The overall average market price over the 50 periods per treatment is 139.38 for the Large groups and 153.41 for the Small groups (this difference is not statistically significant, \(p = 0.93\)).Footnote 15 Furthermore, in the Small treatment the average price is significantly higher than the fundamental price of 66 (\(p = 0.02\) according to the Wilcoxon signrank test), whereas the average price is not significantly higher than 66 for the Large groups (\(p = 0.17\); n = 6).Footnote 16 All markets’ standard deviations are significantly higher than the standard deviation predicted by the rational expectation model, that is, the \(SD=0.5\) of the noise term \(\varepsilon _t\) in (5), so all markets exhibit significant excess volatility.

Table 1 also reports the Relative Absolute Deviation (RAD) and the Relative Deviation (RD) from the fundamental price.Footnote 17 Most markets are overpriced, but there is no market in which the price never goes under the fundamental price. There is one market in which the price is constantly under the fundamental price: group 5 in the Small treatment (group 8 shows almost the same pattern). The most stable groups 92, 103 and 8 (in terms of SD) stay quite close to the fundamental price (with relatively low RAD and RD), but the stable group 100-1 oscillates around \(p^f\) (with relatively high RAD compared to RD). In markets with bubbles both RAD and RD are relatively high. To sum up, based on the qualitative market price behaviour and these summary statistics, no striking differences between the aggregate behaviour in small and large groups can be observed.Footnote 18

3.2 Coordination of expectations

Do subjects manage to coordinate their expectations in a market or does heterogeneity prevail? Figure 2 shows time series plots of the coefficient of variation of individual forecasts, that is, the standard deviation divided by the mean, for the small and the large markets. A low (high) value of the coefficient of variation corresponds to a high (low) degree of coordination of forecasts. Heterogeneity strongly fluctuates over time with many high peaks. In the small groups, the time variation seems somewhat noisier, with many sudden high peaks perhaps due to individual experimentation. In the large groups heterogeneity seems to vary more smoothly and gradually, although there are still some sudden high peaks. In any case, we do not observe stronger coordination towards the end of the experiment, but for most markets heterogeneity continues to fluctuate over time.

— Records —

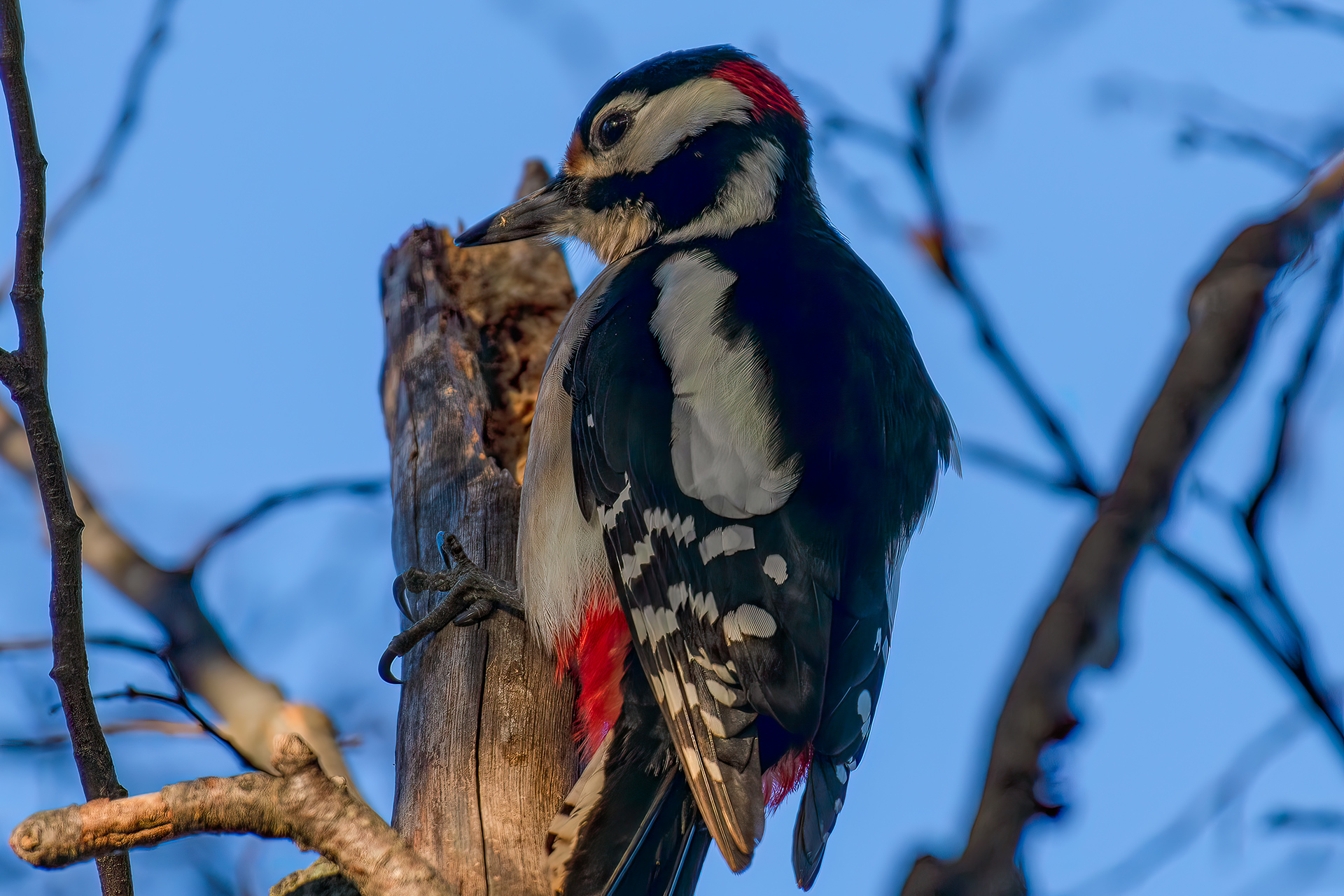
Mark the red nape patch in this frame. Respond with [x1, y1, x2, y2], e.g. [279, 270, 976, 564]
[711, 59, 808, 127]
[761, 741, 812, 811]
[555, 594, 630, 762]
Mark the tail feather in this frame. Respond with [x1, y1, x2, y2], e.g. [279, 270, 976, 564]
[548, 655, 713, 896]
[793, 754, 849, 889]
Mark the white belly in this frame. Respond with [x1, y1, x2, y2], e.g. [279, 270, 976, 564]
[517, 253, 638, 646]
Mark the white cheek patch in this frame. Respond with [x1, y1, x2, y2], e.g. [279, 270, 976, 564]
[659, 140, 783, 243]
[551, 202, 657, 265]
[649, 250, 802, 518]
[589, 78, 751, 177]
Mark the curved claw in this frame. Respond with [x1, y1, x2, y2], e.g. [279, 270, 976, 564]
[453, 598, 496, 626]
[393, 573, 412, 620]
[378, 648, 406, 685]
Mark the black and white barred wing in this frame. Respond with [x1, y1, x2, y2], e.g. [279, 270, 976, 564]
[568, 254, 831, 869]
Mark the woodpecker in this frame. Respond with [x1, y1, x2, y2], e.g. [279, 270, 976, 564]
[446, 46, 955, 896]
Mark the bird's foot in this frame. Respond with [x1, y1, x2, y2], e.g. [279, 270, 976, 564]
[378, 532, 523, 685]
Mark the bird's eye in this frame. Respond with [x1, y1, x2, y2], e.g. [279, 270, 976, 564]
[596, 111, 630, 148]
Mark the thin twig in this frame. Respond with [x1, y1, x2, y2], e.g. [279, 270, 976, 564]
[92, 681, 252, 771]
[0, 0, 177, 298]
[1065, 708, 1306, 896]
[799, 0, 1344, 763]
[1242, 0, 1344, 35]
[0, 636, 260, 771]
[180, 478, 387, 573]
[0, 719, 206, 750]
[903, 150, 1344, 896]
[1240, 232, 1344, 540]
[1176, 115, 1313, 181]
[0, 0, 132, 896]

— Exercises —
**1)** List every line of the records that contains the string "patch", matching case exactly.
**2)** Continue the passage on market prices and the coordination of expectations in small and large groups, starting right after its final sentence.
The text and the records have nothing to do with each other.

— Replies —
**1)**
Mark the red nape patch in this frame. Respond with [x1, y1, x2, y2], e.g. [279, 270, 976, 564]
Mark the white cheek patch in this frame. Respond with [x1, y1, x2, y2], e.g. [279, 270, 976, 564]

**2)**
Fig. 2
figure 2

Coefficient of variation of individual predictions (standard deviation divided by the mean) in each market for the Small (left panel) and the Large (right panel) treatments. A low (high) value means that individual forecasts are strongly (weakly) coordinated

To study the time-varying heterogeneity in more detail, Figs. 3, 4 and 5 plot typical examples of the three different types of market behavior for both small and large markets. These figures show the market price together with the coefficient of variation of individual predictions. Figure 3 illustrates a typical example of a stable market; Fig. 4 of moderately large bubbles, and Fig. 5 of very large bubbles.Footnote 19 The blue solid lines correspond to the market price and are depicted on the left vertical axis; the red dashed lines correspond to the coefficient of variation of individual forecasts and are measured on the right vertical axis.

Fig. 3
figure 3

Market price (left scale) and coefficient of variation of individual forecasts (right scale) for examples of stable markets in a small (left) and a large (right) group

Fig. 4
figure 4

Market price (left scale) and coefficient of variation of individual forecasts (right scale) for examples of moderately large bubbles in a small (left) and a large (right) market

Fig. 5
figure 5

Market price (left scale) and coefficient of variation of individual forecasts (right scale) for examples of very large bubbles in a small (left) and a large (right) market

In the stable markets (Fig. 3) after an initial phase of high heterogeneity and some initial fluctuations, the heterogeneity drops almost to zero after about 15 periods. Subjects thus learn to coordinate their expectations within 15 periods and in both the small and large markets the price exhibits small fluctuations close to the fundamental value. Compared to the other markets, coordination of expectations is the strongest in the stable markets.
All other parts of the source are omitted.